_Written problem_. Transcribe the entries that follow, word for word.

- - - - - - -

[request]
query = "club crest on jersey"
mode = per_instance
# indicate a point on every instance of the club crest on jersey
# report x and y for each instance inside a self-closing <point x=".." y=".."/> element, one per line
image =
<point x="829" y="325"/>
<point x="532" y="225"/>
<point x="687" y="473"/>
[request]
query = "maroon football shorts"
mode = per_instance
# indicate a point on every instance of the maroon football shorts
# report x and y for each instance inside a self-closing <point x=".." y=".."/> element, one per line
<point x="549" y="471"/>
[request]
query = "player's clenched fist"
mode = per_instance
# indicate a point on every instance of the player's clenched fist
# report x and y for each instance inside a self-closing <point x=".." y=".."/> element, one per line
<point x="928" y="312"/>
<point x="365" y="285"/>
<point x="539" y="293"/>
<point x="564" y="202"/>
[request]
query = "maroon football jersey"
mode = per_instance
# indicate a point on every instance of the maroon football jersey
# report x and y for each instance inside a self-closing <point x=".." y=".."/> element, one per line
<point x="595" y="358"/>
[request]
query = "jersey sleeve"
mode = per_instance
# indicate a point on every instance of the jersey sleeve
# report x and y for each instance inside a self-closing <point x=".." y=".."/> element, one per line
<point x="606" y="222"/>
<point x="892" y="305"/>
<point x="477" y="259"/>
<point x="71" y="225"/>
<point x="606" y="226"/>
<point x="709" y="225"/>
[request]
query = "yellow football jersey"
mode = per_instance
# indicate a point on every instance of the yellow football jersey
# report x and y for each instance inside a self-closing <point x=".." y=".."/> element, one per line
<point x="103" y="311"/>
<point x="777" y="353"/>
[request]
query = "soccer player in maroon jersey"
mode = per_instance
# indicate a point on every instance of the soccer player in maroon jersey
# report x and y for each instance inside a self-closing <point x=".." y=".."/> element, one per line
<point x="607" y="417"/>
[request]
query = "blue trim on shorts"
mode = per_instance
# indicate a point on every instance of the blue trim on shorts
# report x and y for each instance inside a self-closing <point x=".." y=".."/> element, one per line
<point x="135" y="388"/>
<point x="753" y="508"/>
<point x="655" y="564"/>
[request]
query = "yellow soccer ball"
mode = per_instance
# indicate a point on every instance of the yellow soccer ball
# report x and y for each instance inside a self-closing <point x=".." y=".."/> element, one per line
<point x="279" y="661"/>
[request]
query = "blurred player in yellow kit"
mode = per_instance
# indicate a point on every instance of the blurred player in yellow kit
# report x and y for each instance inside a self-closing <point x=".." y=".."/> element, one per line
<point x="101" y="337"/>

- - - - - - -

_Response to the task_.
[request]
query = "club crest on jersey"
mode = per_instance
# indicate a point on every instance of the club crest on jersey
# report x and y for each instance inside a self-closing <point x=".." y=".."/> element, one per line
image =
<point x="829" y="325"/>
<point x="532" y="225"/>
<point x="687" y="473"/>
[request]
query = "maroon football shorts"
mode = per_instance
# indicate a point on every instance of the maroon football shorts
# report x and y for each instance inside a self-closing <point x=".." y=".."/> element, one per line
<point x="549" y="471"/>
[request]
query = "player's clenched fist"
mode = per_instance
# indicate a point on every instance of the player's clenched fist
# report x and y for each instance inside a self-closing <point x=".." y=".."/> element, one per line
<point x="928" y="312"/>
<point x="365" y="285"/>
<point x="539" y="293"/>
<point x="564" y="202"/>
[request]
query = "maroon football jersey"
mode = per_instance
# indicate a point on every instance of the maroon football jersey
# report x and y for each instance inside a self-closing <point x=".." y=".."/> element, one per line
<point x="595" y="358"/>
[request]
query = "jersey sleeve"
mode = per_instance
# indicate a point on every instance of the jersey sleeve
# report x and y for each instance inside a self-closing <point x=".." y=".."/> element, one per line
<point x="606" y="222"/>
<point x="892" y="305"/>
<point x="477" y="259"/>
<point x="71" y="225"/>
<point x="606" y="226"/>
<point x="709" y="225"/>
[request]
query = "yellow football jersey"
mode = per_instance
# indicate a point on every instance of the yellow football jersey
# report x and y for each instance inside a self-closing <point x=".." y=".."/> element, one per line
<point x="103" y="311"/>
<point x="777" y="353"/>
[request]
query = "soccer player in maroon jersey"
mode = per_instance
# indicate a point on every instance of the soccer player in maroon jersey
# report x and y for each instance inside a self-closing <point x=".." y=".."/> element, one per line
<point x="607" y="417"/>
[request]
query = "blue trim on shorts"
mode = per_instance
# indicate a point on every instance of the blue trim on shorts
# report x and y for each instance inside a self-closing <point x=".." y=".."/> element, one per line
<point x="135" y="388"/>
<point x="753" y="508"/>
<point x="655" y="564"/>
[request]
query = "yellow soccer ball"
mode = per_instance
# indicate a point on every instance of the yellow soccer ball
# report x and y for each instance inside a self-closing <point x=".." y=".."/> element, one per line
<point x="279" y="661"/>
[request]
query = "blurred player in yellow kit"
mode = per_instance
# indicate a point on every instance of the blurred player in yellow kit
# report x and y for each instance inside a self-closing <point x=".." y=".."/> element, one per line
<point x="101" y="337"/>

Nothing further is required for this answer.